:: Exercise data ::

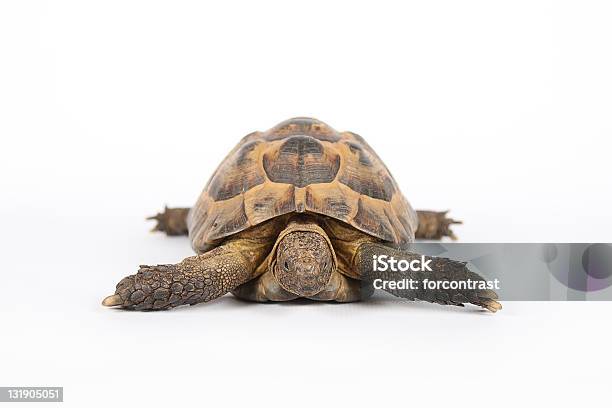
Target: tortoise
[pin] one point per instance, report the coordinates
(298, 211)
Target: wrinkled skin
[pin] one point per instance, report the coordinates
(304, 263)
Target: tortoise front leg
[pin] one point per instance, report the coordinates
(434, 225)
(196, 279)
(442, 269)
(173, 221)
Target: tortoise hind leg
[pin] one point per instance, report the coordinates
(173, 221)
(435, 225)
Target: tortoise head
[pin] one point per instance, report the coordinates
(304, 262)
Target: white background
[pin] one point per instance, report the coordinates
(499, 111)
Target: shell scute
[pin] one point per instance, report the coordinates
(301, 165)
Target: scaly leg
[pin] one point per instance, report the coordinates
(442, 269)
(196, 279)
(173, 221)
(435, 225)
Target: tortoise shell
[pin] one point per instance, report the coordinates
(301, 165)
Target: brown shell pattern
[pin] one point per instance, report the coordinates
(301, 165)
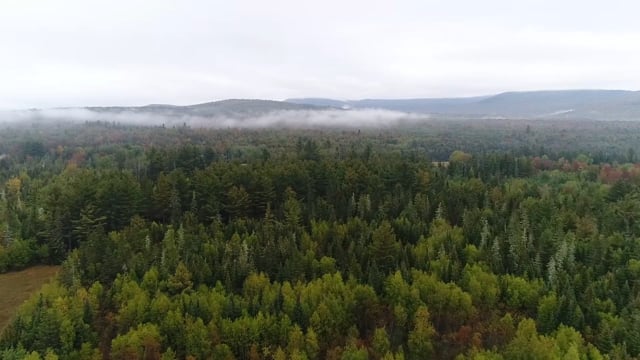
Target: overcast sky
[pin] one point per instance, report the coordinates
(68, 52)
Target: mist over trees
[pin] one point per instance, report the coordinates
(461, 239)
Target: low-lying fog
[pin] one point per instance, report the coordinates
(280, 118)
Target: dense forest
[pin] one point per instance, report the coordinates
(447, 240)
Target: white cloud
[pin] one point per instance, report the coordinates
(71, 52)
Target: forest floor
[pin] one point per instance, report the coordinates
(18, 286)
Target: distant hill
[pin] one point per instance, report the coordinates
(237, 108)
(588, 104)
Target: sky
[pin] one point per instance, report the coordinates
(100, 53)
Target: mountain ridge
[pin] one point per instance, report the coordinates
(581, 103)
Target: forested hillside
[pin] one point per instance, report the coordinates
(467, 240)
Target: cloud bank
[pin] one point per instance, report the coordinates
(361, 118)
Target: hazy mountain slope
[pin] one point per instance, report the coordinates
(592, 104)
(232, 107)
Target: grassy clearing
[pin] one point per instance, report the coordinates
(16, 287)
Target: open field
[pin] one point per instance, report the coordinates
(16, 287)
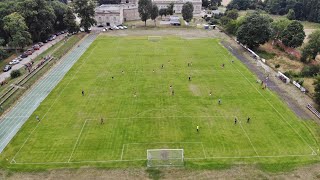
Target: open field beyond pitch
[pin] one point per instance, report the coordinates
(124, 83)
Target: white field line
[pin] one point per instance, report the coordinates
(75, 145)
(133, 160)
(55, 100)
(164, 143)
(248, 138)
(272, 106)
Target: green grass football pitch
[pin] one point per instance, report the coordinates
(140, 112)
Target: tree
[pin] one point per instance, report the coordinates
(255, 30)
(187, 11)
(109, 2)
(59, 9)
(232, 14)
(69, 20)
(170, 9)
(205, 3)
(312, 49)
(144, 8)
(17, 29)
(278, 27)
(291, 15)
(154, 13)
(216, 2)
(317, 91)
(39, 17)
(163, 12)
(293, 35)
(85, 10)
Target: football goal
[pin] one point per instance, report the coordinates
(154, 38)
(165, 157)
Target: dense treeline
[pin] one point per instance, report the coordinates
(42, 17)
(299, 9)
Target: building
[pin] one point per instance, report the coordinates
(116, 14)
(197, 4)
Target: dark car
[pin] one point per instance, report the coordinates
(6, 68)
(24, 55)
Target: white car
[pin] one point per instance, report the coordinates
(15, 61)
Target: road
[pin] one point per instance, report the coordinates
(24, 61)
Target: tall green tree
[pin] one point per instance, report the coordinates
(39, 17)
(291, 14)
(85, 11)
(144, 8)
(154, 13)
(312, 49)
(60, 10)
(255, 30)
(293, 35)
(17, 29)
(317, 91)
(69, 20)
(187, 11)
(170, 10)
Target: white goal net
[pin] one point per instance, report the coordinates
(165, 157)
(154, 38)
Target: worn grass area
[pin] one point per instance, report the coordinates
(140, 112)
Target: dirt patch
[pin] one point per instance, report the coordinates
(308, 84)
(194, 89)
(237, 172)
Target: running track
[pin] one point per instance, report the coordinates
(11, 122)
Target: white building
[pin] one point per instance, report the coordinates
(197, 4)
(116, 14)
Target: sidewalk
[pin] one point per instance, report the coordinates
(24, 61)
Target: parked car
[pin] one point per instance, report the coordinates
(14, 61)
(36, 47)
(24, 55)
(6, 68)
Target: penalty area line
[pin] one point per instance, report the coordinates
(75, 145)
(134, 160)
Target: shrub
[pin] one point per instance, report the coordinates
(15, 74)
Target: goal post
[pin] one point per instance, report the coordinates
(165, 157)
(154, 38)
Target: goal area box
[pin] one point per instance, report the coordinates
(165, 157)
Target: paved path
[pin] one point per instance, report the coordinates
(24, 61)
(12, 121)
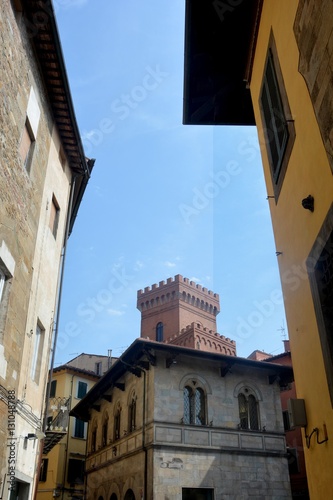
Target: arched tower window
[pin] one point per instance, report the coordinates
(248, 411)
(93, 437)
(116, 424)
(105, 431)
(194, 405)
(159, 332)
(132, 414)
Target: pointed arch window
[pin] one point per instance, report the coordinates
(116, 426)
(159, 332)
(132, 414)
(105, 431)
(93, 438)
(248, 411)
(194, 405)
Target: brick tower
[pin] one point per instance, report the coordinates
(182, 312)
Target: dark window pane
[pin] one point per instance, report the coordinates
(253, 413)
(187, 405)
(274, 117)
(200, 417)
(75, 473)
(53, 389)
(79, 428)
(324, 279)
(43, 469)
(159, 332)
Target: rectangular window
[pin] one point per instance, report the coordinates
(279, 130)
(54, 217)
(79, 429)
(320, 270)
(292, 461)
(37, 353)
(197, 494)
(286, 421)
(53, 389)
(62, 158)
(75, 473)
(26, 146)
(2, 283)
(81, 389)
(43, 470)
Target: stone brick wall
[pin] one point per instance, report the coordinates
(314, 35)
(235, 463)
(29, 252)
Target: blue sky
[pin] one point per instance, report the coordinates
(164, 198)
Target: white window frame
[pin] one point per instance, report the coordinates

:::

Work order> Repeat the entries verbatim; no pictures.

Response area>
Target: tortoise
[pin] one point per instance, report the coordinates
(298, 211)
Target: wrinkled skin
[pin] one point per instance, report the coordinates
(304, 263)
Target: tortoise front leg
[pin] one point per instance, report the coordinates
(434, 225)
(196, 279)
(442, 269)
(173, 221)
Target: tortoise hind leg
[pin] one point per instance, report the coordinates
(173, 221)
(435, 225)
Target: tortoise head
[pin] one point per instance, report the coordinates
(304, 262)
Target: white background
[pin] one point per instance, report the coordinates
(499, 111)
Target: shell scute
[pin] one point per instance, report the coordinates
(301, 165)
Target: scaly leg
[pin] one point per instance, report the coordinates
(442, 269)
(196, 279)
(173, 221)
(435, 225)
Target: tortoise shell
[pin] one point per instance, report the coordinates
(301, 165)
Target: brown shell pattern
[pin] one point per instance, report the coordinates
(301, 165)
Target: overcast sky
[pin] one point per instance, report the coordinates
(68, 52)
Target: mist over trees
[pin] one point per instance, report the coordinates
(461, 239)
Target: low-lying fog
[pin] one point per instance, report the coordinates
(280, 118)
Target: dense forest
[pin] one point per instance, report the coordinates
(447, 240)
Target: white cloud
[pin] one point per instance, report the coordinates
(71, 52)
Target: forest floor
[pin] one point per instance, report the coordinates
(18, 286)
Target: distant hill
[pin] one point per instance, report the coordinates
(237, 108)
(588, 104)
Target: sky
[pin] one point per instance, report the coordinates
(100, 53)
Target: mountain ridge
[pin] one point per instance, report the coordinates
(581, 103)
Target: forested hillside
[pin] one point per instance, report the coordinates
(467, 240)
Target: cloud bank
[pin] one point per instance, report the coordinates
(361, 118)
Target: hazy mountain slope
[pin] one point per instance, report the coordinates
(592, 104)
(232, 107)
Target: grassy clearing
[pin] one point per instance, report the coordinates
(16, 287)
Target: open field
[pin] one point per instance, report the coordinates
(16, 287)
Target: open field beyond pitch
[pin] one point per instance, report the coordinates
(124, 83)
Target: white field line
[pin] one point per instance, report the coordinates
(75, 145)
(133, 160)
(55, 100)
(164, 143)
(248, 138)
(272, 106)
Target: green grass football pitch
[pin] one point per instance, report the coordinates
(140, 112)
Target: tree
[pin] one point per instance, report the coordinates
(255, 30)
(187, 11)
(109, 2)
(59, 9)
(232, 14)
(69, 20)
(170, 9)
(205, 3)
(312, 49)
(144, 8)
(17, 29)
(278, 27)
(291, 15)
(154, 13)
(216, 2)
(317, 91)
(39, 17)
(163, 12)
(293, 35)
(85, 10)
Target: football goal
[pin] one point per instance, report the coordinates
(154, 38)
(165, 157)
Target: dense treeline
[pin] one point per instance, report the coordinates
(42, 17)
(299, 9)
Target: building
[pin] one point per instance, report the coordinates
(116, 14)
(197, 4)
Target: dark car
[pin] one point per instance, report the coordinates
(6, 68)
(24, 55)
Target: white car
[pin] one point per instance, report the coordinates
(15, 61)
Target: road
[pin] one point per instance, report the coordinates
(24, 61)
Target: tall green tree
[pin] one point per instance, report the coordinates
(39, 17)
(291, 14)
(85, 11)
(144, 8)
(154, 13)
(312, 49)
(60, 10)
(255, 30)
(293, 35)
(17, 29)
(317, 91)
(69, 20)
(187, 11)
(170, 10)
Target: white goal net
[pin] one point per instance, report the coordinates
(165, 157)
(154, 38)
Target: worn grass area
[pin] one point per instance, report the coordinates
(140, 112)
Target: dirt patch
[pin] one point per instance, report the coordinates
(308, 84)
(194, 89)
(237, 172)
Target: running track
[pin] one point per instance, report the coordinates
(11, 122)
Target: white building
[pin] one point per instance, report the coordinates
(197, 4)
(116, 14)
Target: sidewalk
[pin] one point per instance, report the coordinates
(24, 61)
Target: parked car
[pin] one point per instance, report the coordinates
(14, 61)
(36, 47)
(24, 55)
(6, 68)
Target: penalty area line
[pin] one point per instance, report the coordinates
(75, 145)
(134, 160)
Target: shrub
[pin] one point per instance, report the coordinates
(15, 74)
Target: goal post
[pin] one point per instance, report the coordinates
(165, 157)
(154, 38)
Target: goal area box
[pin] one point per instance, report the coordinates
(165, 157)
Target: paved path
[pin] one point per instance, report the coordinates
(24, 61)
(12, 121)
Target: arched tower window
[pin] one point per instance, report the coordinates
(248, 411)
(93, 437)
(116, 424)
(105, 431)
(194, 405)
(159, 332)
(132, 414)
Target: pointed arch window
[pin] one point per instance, report the coordinates
(116, 426)
(159, 332)
(132, 414)
(105, 431)
(93, 438)
(248, 411)
(194, 405)
Target: brick tower
[pin] one point per instance, report the coordinates
(182, 312)
Target: dark window pane
[pin] one point per instance, report the coordinates
(253, 413)
(187, 405)
(274, 117)
(200, 417)
(75, 473)
(53, 389)
(79, 428)
(324, 279)
(43, 469)
(159, 332)
Target: rectangular window
[pin] one point per instance, report the coordinates
(279, 130)
(54, 217)
(79, 429)
(320, 270)
(292, 461)
(37, 353)
(197, 494)
(286, 421)
(53, 389)
(62, 158)
(75, 473)
(26, 146)
(2, 283)
(81, 389)
(43, 470)
Target: stone brick wall
[pin] one point per instance, report the coordinates
(314, 35)
(235, 463)
(29, 252)
Target: blue sky
[pin] one point per instance, report the coordinates
(164, 198)
Target: white window frame
[pin] one point per instance, report the coordinates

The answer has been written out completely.